Nesta reportagem, Heiko Bleher faz um impressionante relato de sua expedição


(janeiro de 2004) ao Rio Jutaí, numa das regiões mais remotas da Amazônia,


em busca de novas variedades de acarás-disco.




As negociações foram dificílimas. O homem mal-encarado queria R$ 4.500,00 somente pelo aluguel de seu barco. O meu destino era a área mediana do Rio Jutaí, e ali, o Rio Mutum. Um território indígena, longe de qualquer civilização.

 

A única possibilidade de chegar lá era por meio de um barco bem equipado, que também pudesse carregar combustível suficiente e não fosse lento.

 

Nós — Natascha e eu — havíamos voado até Tabatinga, o aeroporto mais próximo e ao mesmo tempo a cidade fronteiriça com a Colômbia. Uma cidade que possui mais de 50.000 habitantes — oficialmente apenas 37.000 — onde já há algum tempo acha-se em andamento a guerra das drogas. Mas Tabatinga ainda está situada a 1.500 quilômetros de distância do meu destino. Temos de descer o Rio Solimões e subir o Rio Jutaí. Para não ficar viajando por meses, necessito de um barco de boa qualidade com dois motores externos de 80 HP e, no mínimo, 1.200 litros de combustível.

→ **REGISTROS DE DADOS**
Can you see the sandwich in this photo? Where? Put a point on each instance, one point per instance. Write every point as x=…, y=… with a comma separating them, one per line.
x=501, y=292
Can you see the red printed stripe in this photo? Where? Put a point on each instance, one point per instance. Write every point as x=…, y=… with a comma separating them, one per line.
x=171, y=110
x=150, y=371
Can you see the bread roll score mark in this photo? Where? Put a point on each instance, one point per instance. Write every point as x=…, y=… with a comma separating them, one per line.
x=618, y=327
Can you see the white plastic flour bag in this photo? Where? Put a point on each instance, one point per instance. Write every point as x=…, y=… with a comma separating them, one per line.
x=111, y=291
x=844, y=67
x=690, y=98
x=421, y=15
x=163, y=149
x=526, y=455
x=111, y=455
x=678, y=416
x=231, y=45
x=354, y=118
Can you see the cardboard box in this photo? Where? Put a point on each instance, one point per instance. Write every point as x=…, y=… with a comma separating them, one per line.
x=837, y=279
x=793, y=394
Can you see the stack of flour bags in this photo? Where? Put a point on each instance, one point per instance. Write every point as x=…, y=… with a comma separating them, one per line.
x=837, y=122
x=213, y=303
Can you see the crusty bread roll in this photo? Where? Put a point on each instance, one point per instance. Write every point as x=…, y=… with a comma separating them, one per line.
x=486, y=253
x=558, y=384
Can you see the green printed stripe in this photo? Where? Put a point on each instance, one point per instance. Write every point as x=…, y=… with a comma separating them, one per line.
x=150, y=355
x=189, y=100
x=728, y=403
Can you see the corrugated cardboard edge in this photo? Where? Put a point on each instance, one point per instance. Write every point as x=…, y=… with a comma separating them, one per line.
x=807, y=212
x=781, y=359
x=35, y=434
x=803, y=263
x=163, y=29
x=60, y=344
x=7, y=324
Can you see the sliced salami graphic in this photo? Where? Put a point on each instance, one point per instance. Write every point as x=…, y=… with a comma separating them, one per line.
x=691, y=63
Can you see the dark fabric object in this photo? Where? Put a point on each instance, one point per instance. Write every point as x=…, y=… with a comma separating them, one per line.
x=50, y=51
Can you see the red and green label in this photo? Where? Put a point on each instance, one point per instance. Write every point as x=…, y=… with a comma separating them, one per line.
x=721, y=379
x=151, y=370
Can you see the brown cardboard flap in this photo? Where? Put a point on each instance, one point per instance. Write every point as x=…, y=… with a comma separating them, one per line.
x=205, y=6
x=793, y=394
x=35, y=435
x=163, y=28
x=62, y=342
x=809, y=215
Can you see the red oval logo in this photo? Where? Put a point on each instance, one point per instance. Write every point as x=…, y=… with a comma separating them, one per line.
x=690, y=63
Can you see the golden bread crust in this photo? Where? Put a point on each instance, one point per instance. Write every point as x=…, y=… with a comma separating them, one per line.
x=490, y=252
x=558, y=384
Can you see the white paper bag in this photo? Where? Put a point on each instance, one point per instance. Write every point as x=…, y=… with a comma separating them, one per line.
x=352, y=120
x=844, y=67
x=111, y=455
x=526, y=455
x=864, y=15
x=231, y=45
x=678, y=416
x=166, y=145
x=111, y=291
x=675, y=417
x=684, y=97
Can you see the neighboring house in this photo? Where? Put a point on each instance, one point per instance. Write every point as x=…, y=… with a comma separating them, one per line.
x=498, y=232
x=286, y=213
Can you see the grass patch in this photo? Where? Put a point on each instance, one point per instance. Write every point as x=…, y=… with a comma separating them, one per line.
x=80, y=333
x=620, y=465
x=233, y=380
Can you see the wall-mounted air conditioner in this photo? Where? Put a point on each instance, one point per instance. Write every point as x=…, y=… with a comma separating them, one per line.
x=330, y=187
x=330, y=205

→ **INSTRUÇÃO**
Dê continuidade ao relato da expedição ao Rio Jutaí, acima, a partir da última frase apresentada.

→ **RESPOSTA ESPERADA**
As negociações duraram dois dias. Oscar, o simpático proprietário do Hotel em Tabatinga, que havia trabalhado para Mike, tentou me ajudar. Mike, isto devo citar, era um americano de ascendência grega, que comercializava animais em Leticia, cidade fronteiriça no lado colombiano e que exportou peixes de aquário durante anos.          Eu o conheci em 1967, quando era cônsul americano honorário em Leticia e queria me vender peixes. Ele havia começado com uma pequena estrutura ganhando muito dinheiro, também com lutas de sucuri e jacarés para o cinema e a televisão. Mas ele era ambicioso, queria sempre mais, e entrou no negócio da cocaína. Ele foi capturado em flagrante com um carregamento da droga e hoje cumpre pena em Miami. Após Oscar ter me contado a história de nosso conhecido, continuamos a procurar no Táxi Fluvial, o embarcadouro de táxis fluviais de Tabatinga. Mas ninguém tinha o barco que procurava, no qual eu certamente aguentaria o esforço. E com o “mal-encarado” não tinha negócio. Oscar também afirmou que no momento não havia nada a fazer. O único barco que podia recomendar estava no conserto.

 

Partimos então às cinco horas da manhã. Natascha e eu só levamos o necessário para a coleta, para dormir e fotografar, e o equipamento para os exames de água. O Rio Solimões de águas turvas, carregadas de sedimentos, havia começado a subir e estava na hora, pois alguns dias mais tarde, os acarás-disco somem por entre os igapós e a mata submersa para a desova, o que ocorre normalmente em fevereiro na região do Jutaí.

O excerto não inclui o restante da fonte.